_Action item_
A verbatim copy of the lines from the one with "Each instance receives one keypoint. Annotate the stone church" through the final line below is required; print it and nothing else.

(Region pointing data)
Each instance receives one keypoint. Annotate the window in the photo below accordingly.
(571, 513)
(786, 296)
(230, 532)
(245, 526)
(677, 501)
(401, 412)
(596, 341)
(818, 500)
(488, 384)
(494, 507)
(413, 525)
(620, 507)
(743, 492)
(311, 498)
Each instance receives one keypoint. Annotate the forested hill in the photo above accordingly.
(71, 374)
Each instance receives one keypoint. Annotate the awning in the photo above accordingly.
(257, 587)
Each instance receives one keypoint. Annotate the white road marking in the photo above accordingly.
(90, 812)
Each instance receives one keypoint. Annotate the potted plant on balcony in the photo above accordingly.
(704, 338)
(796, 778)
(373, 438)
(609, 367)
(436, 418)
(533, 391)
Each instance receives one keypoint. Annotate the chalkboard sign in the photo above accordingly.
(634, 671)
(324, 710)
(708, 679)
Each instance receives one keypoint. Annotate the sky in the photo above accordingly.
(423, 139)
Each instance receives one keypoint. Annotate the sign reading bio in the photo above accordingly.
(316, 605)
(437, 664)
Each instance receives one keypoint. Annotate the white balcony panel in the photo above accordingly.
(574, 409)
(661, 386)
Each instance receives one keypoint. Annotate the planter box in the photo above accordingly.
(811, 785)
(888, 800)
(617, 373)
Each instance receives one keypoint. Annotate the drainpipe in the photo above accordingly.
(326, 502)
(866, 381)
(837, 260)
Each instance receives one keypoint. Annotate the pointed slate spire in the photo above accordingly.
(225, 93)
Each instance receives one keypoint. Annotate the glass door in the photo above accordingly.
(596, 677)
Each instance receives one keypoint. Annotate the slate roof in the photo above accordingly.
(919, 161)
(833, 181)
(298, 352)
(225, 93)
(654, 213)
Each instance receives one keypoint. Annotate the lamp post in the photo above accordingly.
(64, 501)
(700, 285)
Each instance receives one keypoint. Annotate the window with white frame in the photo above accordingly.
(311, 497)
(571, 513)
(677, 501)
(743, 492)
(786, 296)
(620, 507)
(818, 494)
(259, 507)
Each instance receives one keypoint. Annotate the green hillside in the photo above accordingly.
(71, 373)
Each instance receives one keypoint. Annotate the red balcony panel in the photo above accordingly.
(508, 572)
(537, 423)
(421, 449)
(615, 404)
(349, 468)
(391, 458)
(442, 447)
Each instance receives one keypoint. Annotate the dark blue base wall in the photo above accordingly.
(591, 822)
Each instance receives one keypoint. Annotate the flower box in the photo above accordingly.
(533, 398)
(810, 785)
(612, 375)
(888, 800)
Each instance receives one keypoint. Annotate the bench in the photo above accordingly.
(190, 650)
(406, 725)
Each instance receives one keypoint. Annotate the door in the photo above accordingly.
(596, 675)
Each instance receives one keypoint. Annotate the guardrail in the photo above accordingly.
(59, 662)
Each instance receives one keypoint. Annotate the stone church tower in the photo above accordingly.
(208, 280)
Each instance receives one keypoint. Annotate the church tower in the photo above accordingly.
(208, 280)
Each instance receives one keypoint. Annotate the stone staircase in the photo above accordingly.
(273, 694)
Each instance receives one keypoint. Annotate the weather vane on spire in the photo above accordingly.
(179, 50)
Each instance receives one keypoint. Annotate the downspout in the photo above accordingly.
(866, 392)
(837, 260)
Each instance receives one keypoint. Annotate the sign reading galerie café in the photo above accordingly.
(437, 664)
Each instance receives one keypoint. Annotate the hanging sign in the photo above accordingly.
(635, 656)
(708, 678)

_Result below_
Each instance receives one keypoint. Annotate the stone church tower in the photo above accordingly.
(208, 280)
Each instance receives one keypoint. Annotate the church tower in the photo above accordingly.
(208, 280)
Each instance receives one keypoint. Annotate the stone staircase in the photo above accordingly.
(273, 694)
Each instance receives one keypoint. Annotate the weather vane on spire in the photo above accordingly.
(179, 50)
Each instance receives one keypoint. Annotate the downspout in the photo above accordingly.
(866, 392)
(837, 260)
Each instance receives one keypoint. Annotate the sign reading galerie café in the photo above accordingly.
(437, 664)
Each instance receives one keypoint. Annotate the hanging sign in the photo above accordingly.
(635, 656)
(708, 678)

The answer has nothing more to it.